+++ THE INPUT +++

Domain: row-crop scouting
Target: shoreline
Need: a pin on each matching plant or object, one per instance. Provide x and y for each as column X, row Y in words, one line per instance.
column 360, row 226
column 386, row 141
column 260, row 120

+++
+++ THE INPUT +++

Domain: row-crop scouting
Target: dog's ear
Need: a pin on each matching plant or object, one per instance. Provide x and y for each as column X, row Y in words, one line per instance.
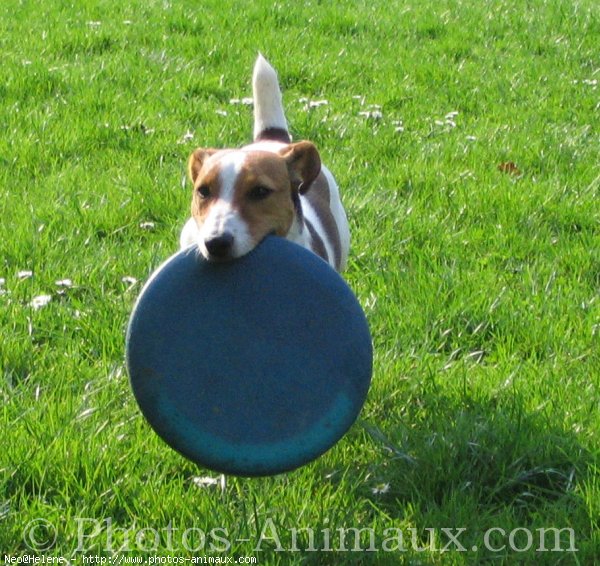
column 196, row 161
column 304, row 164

+++
+++ THE INPUT +++

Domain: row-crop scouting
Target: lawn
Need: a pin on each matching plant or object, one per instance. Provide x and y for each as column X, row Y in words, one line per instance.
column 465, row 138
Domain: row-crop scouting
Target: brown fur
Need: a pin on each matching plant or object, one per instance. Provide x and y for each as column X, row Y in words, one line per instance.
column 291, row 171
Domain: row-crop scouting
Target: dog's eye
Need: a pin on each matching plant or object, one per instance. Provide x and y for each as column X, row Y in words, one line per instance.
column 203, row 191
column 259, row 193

+++

→ AIM OF THE TASK:
Count the lines above that contain the word "Target". Reply with the number alone.

→ RESULT:
5